*** Dataset records Section Begins ***

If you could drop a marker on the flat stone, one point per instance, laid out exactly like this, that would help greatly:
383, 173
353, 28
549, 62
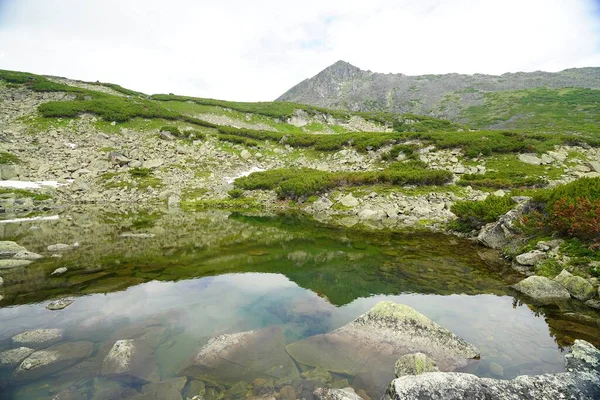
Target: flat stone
38, 338
150, 164
336, 394
377, 339
577, 286
131, 361
241, 356
542, 289
581, 381
349, 201
59, 271
414, 364
530, 159
59, 304
12, 358
59, 247
531, 258
53, 359
8, 264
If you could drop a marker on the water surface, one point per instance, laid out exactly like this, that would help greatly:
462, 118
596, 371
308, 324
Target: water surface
205, 274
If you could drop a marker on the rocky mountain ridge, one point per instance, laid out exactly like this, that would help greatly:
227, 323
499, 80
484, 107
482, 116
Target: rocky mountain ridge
345, 86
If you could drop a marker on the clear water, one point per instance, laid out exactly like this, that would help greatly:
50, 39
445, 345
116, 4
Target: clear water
205, 274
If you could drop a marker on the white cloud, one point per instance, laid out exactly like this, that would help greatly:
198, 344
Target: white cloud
233, 49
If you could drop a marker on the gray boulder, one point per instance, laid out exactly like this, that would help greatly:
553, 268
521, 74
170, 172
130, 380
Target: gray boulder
498, 234
389, 331
39, 338
11, 358
131, 361
531, 258
414, 364
336, 394
53, 359
542, 289
580, 381
532, 159
241, 356
9, 249
9, 264
578, 287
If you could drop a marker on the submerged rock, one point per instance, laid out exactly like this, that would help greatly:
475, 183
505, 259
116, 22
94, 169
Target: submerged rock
9, 249
581, 381
531, 258
59, 304
8, 264
132, 361
243, 356
38, 338
374, 341
336, 394
414, 364
578, 287
542, 289
11, 358
52, 359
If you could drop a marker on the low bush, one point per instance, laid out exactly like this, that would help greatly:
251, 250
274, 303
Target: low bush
475, 214
304, 182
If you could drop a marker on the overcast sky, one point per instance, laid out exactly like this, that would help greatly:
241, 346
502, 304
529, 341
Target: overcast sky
256, 50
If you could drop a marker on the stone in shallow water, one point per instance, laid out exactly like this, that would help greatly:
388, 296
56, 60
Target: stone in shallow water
542, 289
8, 264
578, 287
414, 364
243, 356
10, 358
132, 361
369, 346
38, 338
52, 359
581, 381
59, 304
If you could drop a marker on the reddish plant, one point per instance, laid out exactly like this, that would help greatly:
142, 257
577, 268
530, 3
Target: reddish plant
579, 218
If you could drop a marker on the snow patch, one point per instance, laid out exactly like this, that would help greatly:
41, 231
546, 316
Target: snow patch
30, 184
19, 220
245, 173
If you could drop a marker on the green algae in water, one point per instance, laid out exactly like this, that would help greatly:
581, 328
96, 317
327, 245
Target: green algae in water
207, 274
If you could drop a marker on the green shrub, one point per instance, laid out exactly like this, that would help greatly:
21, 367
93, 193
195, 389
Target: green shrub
236, 193
304, 182
475, 214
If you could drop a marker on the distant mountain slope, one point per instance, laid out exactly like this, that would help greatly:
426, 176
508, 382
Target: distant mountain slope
450, 96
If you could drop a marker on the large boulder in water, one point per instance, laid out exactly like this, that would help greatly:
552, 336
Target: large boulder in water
498, 234
542, 289
243, 356
370, 345
580, 381
53, 359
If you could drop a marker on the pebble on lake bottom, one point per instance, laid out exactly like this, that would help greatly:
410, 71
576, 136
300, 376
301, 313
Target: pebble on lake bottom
59, 304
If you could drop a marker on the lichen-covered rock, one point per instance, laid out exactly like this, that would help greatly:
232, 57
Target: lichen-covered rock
542, 289
241, 356
38, 338
531, 258
581, 381
336, 394
414, 364
578, 287
498, 234
52, 359
375, 340
13, 357
9, 249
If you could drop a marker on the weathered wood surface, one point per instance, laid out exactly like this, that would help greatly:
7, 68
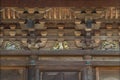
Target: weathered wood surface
60, 52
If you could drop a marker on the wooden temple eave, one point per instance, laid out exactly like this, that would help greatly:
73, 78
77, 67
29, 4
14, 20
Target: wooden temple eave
60, 52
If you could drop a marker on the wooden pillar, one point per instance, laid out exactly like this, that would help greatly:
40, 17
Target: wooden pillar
32, 68
87, 72
31, 73
37, 74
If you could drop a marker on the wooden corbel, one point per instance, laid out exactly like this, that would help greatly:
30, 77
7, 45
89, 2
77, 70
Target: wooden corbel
79, 43
43, 42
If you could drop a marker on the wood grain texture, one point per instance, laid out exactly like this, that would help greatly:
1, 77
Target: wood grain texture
59, 3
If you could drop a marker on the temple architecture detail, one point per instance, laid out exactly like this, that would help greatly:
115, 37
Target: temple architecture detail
60, 43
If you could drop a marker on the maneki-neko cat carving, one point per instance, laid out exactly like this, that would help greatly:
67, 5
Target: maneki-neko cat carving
61, 45
34, 44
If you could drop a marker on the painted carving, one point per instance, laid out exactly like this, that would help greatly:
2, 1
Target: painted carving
60, 45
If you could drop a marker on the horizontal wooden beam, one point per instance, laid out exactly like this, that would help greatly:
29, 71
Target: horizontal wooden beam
76, 52
59, 3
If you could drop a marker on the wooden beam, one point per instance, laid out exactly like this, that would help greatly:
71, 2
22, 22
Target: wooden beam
76, 52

*** Dataset records Section Ends ***

:: Task instructions ::
Repeat, word for word, each of the records, omitting any image they hold.

:: Solution for this exercise ::
If you could drop a marker on the flat stone, one point per instance, laid out exactly like this, that would help greatly:
383, 173
353, 28
549, 62
Target: flat stone
38, 338
150, 164
336, 394
377, 339
577, 286
131, 361
241, 356
542, 289
581, 381
349, 201
59, 271
414, 364
530, 159
59, 304
12, 358
59, 247
531, 258
53, 359
8, 264
If you could drop a marker on the water surface, one point per instance, laid out exactly like this, that would help greatly:
462, 118
596, 371
308, 324
Target: water surface
205, 274
If you could drop a marker on the rocky mountain ridge, one point per instance, laid out exactly like this, that would help greatly:
227, 323
499, 80
484, 107
482, 116
Target: rocky mountain ridge
345, 86
If you could drop a marker on the clear water, one point per instance, laid out exactly like this, that would help greatly:
50, 39
445, 345
116, 4
Target: clear water
205, 274
If you could drop a marker on the white cloud, one point per instance, laid out exactly like this, that would help greatly:
198, 344
Target: white cloud
233, 49
If you could drop a marker on the gray boulder, one point per instance, laid out exactly like this, that would help greatly:
553, 268
521, 74
170, 172
130, 380
Target: gray boulder
498, 234
389, 331
39, 338
11, 358
131, 361
531, 258
414, 364
336, 394
53, 359
542, 289
580, 381
532, 159
241, 356
9, 249
9, 264
578, 287
If you could drop a marker on the submerged rock, one point per instance, laid out exactly like this, that would help greatly:
475, 183
505, 259
116, 22
94, 169
Target: submerged rock
9, 249
581, 381
531, 258
59, 304
8, 264
132, 361
243, 356
38, 338
374, 341
336, 394
414, 364
578, 287
542, 289
11, 358
52, 359
If you could drop a marker on the low bush, one point per instance, laid out exactly like this, that would help greatly:
251, 250
274, 303
Target: low bush
475, 214
304, 182
If you could drop a marker on the overcast sky, one point per instance, laid out exactly like this, that would help greatly:
241, 346
502, 304
529, 341
Target: overcast sky
256, 50
If you could drop a marker on the stone in shallow water, one point per instance, laid out exactly like this, that would help greatly:
388, 296
56, 60
Target: stone in shallow water
542, 289
8, 264
578, 287
414, 364
243, 356
10, 358
132, 361
369, 346
38, 338
52, 359
581, 381
59, 304
If you could drop a marker on the reddish plant, one point per instance, laid out exactly like this, that would help greatly:
142, 257
577, 268
530, 3
Target: reddish plant
579, 218
If you could drop a marker on the snow patch, one point per instance, laid out exactly like this, that would help greatly:
41, 231
546, 316
Target: snow patch
30, 184
19, 220
245, 173
If you could drop a marker on the green algae in water, one point per instance, laid out exactly like this, that would help greatly:
581, 328
96, 317
327, 245
Target: green algae in water
207, 274
If you could drop a marker on the green shrub, one point per instance, laid out exactly like this, that would help greatly:
21, 367
93, 193
195, 389
Target: green shrub
236, 193
304, 182
475, 214
If you could drop a marker on the distant mountain slope, one point per instance, laid out exactly like this, that would help greatly:
426, 176
508, 382
Target: distant mountain slope
450, 96
If you could drop a marker on the large boulder in water, one point per instance, laid out exactly like this, that would help greatly:
552, 336
Target: large boulder in water
498, 234
542, 289
243, 356
370, 345
580, 381
53, 359
If you could drop a marker on the pebble on lake bottom, one point per instance, laid out exactly like this, that would help greatly:
410, 71
576, 136
300, 376
301, 313
Target: pebble on lake bottom
59, 304
If you could drop a marker on the lichen-covered rock, one point per instance, laid out exactly like this, that would help greatly:
232, 57
Target: lichen-covered rock
542, 289
241, 356
38, 338
531, 258
581, 381
336, 394
414, 364
578, 287
498, 234
52, 359
375, 340
13, 357
9, 249
If you could drop a marker on the weathered wood surface, one point per instance, laid out exactly like this, that would help greatly:
7, 68
Target: weathered wood surface
60, 52
If you could drop a marker on the wooden temple eave, one point per instance, laid out exactly like this, that would help greatly:
73, 78
77, 67
29, 4
14, 20
Target: wooden temple eave
60, 52
If you could drop a marker on the wooden pillar, one point per instance, laid out exactly like this, that would help greatly:
40, 17
Target: wooden pillar
32, 68
87, 72
31, 73
37, 74
If you could drop a marker on the wooden corbel, one point per instance, laid out exactly like this, that would help greatly:
30, 77
7, 45
89, 2
77, 70
Target: wooden corbel
79, 43
43, 42
If you could drop a marker on the wood grain texture, one point per instance, laid out exactly like this, that would help greatly:
1, 77
Target: wood grain texture
59, 3
If you could drop a marker on the temple architecture detail, one point per instance, laid out exactly like this, that would help greatly:
115, 37
Target: temple architecture detail
60, 43
If you could drop a marker on the maneki-neko cat carving, one point per instance, laid out exactly like this, that would help greatly:
67, 5
Target: maneki-neko cat carving
61, 45
34, 44
If you could drop a marker on the painted carving, one point per instance, laid out exactly like this, that would help greatly:
2, 1
Target: painted carving
60, 45
If you could drop a marker on the horizontal wooden beam, one point per instance, laid out exactly like this, that would help greatly:
29, 71
Target: horizontal wooden beam
76, 52
59, 3
If you could drop a marker on the wooden beam, one point per instance, laid out exactly like this, that would help greatly:
71, 2
22, 22
Target: wooden beam
76, 52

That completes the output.